### Material provided

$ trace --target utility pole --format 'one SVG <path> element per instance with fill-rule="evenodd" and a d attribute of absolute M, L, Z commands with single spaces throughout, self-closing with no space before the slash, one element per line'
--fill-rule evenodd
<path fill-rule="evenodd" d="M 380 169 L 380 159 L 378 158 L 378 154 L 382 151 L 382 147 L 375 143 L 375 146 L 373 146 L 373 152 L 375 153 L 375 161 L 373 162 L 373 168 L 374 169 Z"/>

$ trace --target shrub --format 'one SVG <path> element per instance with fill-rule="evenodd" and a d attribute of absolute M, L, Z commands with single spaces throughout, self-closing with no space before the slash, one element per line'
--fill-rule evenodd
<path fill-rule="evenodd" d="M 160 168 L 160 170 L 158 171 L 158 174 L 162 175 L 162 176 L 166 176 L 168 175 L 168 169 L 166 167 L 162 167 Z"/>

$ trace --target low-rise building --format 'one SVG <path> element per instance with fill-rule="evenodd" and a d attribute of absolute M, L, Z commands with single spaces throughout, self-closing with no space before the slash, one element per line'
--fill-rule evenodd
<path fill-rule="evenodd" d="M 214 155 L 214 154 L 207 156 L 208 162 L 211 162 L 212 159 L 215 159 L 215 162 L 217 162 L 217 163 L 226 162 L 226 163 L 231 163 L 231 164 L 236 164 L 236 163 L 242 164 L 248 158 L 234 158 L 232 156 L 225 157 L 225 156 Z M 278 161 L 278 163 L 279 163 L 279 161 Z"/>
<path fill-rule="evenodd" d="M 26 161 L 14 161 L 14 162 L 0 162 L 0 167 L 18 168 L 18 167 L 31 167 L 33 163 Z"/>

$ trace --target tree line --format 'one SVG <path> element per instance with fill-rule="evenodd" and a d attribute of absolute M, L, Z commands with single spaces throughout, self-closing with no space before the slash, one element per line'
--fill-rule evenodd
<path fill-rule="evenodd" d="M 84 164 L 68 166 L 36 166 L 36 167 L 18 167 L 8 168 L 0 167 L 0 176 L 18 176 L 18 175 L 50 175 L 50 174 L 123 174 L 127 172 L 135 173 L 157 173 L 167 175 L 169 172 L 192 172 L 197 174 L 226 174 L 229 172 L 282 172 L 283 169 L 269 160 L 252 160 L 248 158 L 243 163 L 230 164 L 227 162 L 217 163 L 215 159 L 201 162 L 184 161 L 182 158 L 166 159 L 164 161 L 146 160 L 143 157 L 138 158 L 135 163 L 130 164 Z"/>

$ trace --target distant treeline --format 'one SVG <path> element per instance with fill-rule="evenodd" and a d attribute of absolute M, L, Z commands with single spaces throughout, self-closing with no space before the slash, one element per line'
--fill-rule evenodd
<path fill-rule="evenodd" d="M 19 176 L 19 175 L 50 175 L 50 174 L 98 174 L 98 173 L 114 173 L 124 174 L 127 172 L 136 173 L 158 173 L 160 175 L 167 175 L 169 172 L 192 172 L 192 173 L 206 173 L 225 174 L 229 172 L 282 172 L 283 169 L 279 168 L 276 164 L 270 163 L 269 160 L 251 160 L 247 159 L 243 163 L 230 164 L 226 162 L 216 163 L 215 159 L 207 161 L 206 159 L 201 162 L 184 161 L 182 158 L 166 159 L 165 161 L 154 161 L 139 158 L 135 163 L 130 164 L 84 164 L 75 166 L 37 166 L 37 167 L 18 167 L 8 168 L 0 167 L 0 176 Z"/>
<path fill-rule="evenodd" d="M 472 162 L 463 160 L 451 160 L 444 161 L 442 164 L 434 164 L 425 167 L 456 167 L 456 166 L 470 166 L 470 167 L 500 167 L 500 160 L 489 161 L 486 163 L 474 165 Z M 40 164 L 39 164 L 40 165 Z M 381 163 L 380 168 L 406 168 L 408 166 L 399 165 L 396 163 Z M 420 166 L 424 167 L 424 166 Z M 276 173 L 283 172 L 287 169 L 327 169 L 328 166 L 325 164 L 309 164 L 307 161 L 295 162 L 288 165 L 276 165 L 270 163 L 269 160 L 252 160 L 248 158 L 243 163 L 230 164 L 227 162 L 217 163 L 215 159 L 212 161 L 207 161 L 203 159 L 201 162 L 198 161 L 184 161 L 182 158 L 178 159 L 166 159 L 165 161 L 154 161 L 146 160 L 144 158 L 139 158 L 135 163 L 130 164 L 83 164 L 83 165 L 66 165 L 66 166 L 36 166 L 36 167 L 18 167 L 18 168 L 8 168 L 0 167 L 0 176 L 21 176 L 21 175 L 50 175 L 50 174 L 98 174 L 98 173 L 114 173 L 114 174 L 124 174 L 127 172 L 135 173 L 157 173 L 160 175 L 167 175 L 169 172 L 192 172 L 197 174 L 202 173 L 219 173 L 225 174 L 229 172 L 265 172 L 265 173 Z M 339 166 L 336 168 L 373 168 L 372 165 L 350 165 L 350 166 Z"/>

### Goal of the exercise
Set down every record once more, exactly as written.

### Answer section
$ trace --target utility pole --format 'one SVG <path> element per instance with fill-rule="evenodd" and a d attribute of absolute M, L, Z commands with single spaces throughout, self-closing with no space before the slash, one element per line'
--fill-rule evenodd
<path fill-rule="evenodd" d="M 380 169 L 380 159 L 378 158 L 378 154 L 382 151 L 382 147 L 375 143 L 375 146 L 373 146 L 373 152 L 375 153 L 375 161 L 373 162 L 373 168 L 374 169 Z"/>

$ trace --target shrub --format 'one SVG <path> element per instance with fill-rule="evenodd" and a d attribute of absolute M, L, Z commands with single spaces throughout, self-closing with no space before the slash, one element per line'
--fill-rule evenodd
<path fill-rule="evenodd" d="M 160 168 L 160 170 L 158 171 L 158 174 L 162 175 L 162 176 L 166 176 L 168 175 L 168 169 L 166 167 L 162 167 Z"/>

$ trace --target low-rise building --format 'one SVG <path> element per instance with fill-rule="evenodd" and a d attribute of absolute M, L, Z commands with single spaces throughout, self-closing with no space before the slash, one element per line'
--fill-rule evenodd
<path fill-rule="evenodd" d="M 214 155 L 214 154 L 207 156 L 208 162 L 211 162 L 212 159 L 215 159 L 215 162 L 217 162 L 217 163 L 226 162 L 226 163 L 231 163 L 231 164 L 236 164 L 236 163 L 242 164 L 248 158 L 234 158 L 232 156 L 225 157 L 225 156 Z M 278 161 L 278 163 L 279 163 L 279 161 Z"/>
<path fill-rule="evenodd" d="M 26 161 L 14 161 L 14 162 L 0 162 L 0 167 L 18 168 L 18 167 L 31 167 L 33 163 Z"/>

$ trace --target tree line --format 'one SVG <path> element per instance with fill-rule="evenodd" and a d attribute of absolute M, L, Z commands with single spaces throughout, self-closing with no space before the slash, one element per line'
--fill-rule evenodd
<path fill-rule="evenodd" d="M 84 164 L 68 166 L 36 166 L 36 167 L 18 167 L 8 168 L 0 167 L 0 176 L 18 176 L 18 175 L 50 175 L 50 174 L 123 174 L 127 172 L 135 173 L 157 173 L 167 175 L 169 172 L 192 172 L 197 174 L 226 174 L 229 172 L 282 172 L 283 169 L 269 160 L 252 160 L 248 158 L 243 163 L 230 164 L 227 162 L 217 163 L 215 159 L 201 162 L 184 161 L 182 158 L 166 159 L 164 161 L 146 160 L 143 157 L 138 158 L 135 163 L 130 164 Z"/>

$ trace --target distant treeline --format 'one SVG <path> element per instance with fill-rule="evenodd" and a d attribute of absolute M, L, Z commands with single spaces throughout, self-closing with no space before the slash, one element per line'
--fill-rule evenodd
<path fill-rule="evenodd" d="M 19 176 L 19 175 L 50 175 L 50 174 L 98 174 L 98 173 L 114 173 L 124 174 L 127 172 L 136 173 L 158 173 L 160 175 L 167 175 L 169 172 L 192 172 L 192 173 L 206 173 L 225 174 L 229 172 L 282 172 L 283 169 L 279 168 L 276 164 L 270 163 L 269 160 L 251 160 L 247 159 L 243 163 L 230 164 L 226 162 L 216 163 L 215 159 L 207 161 L 206 159 L 201 162 L 184 161 L 182 158 L 166 159 L 165 161 L 154 161 L 139 158 L 135 163 L 130 164 L 84 164 L 75 166 L 37 166 L 37 167 L 18 167 L 8 168 L 0 167 L 0 176 Z"/>
<path fill-rule="evenodd" d="M 472 162 L 463 160 L 451 160 L 444 161 L 442 164 L 434 164 L 425 167 L 456 167 L 456 166 L 470 166 L 470 167 L 500 167 L 500 160 L 489 161 L 486 163 L 474 165 Z M 40 164 L 39 164 L 40 165 Z M 381 163 L 380 168 L 406 168 L 408 166 L 399 165 L 396 163 Z M 420 166 L 424 167 L 424 166 Z M 276 173 L 283 172 L 287 169 L 327 169 L 328 166 L 325 164 L 309 164 L 307 161 L 295 162 L 288 165 L 276 165 L 270 163 L 269 160 L 252 160 L 248 158 L 243 163 L 230 164 L 227 162 L 217 163 L 215 159 L 212 161 L 207 161 L 203 159 L 201 162 L 198 161 L 184 161 L 182 158 L 178 159 L 166 159 L 165 161 L 154 161 L 146 160 L 144 158 L 139 158 L 135 163 L 130 164 L 83 164 L 83 165 L 66 165 L 66 166 L 36 166 L 36 167 L 18 167 L 18 168 L 8 168 L 0 167 L 0 176 L 21 176 L 21 175 L 50 175 L 50 174 L 98 174 L 98 173 L 114 173 L 114 174 L 124 174 L 127 172 L 135 173 L 157 173 L 160 175 L 167 175 L 169 172 L 192 172 L 197 174 L 202 173 L 219 173 L 225 174 L 229 172 L 265 172 L 265 173 Z M 339 166 L 336 168 L 373 168 L 372 165 L 350 165 L 350 166 Z"/>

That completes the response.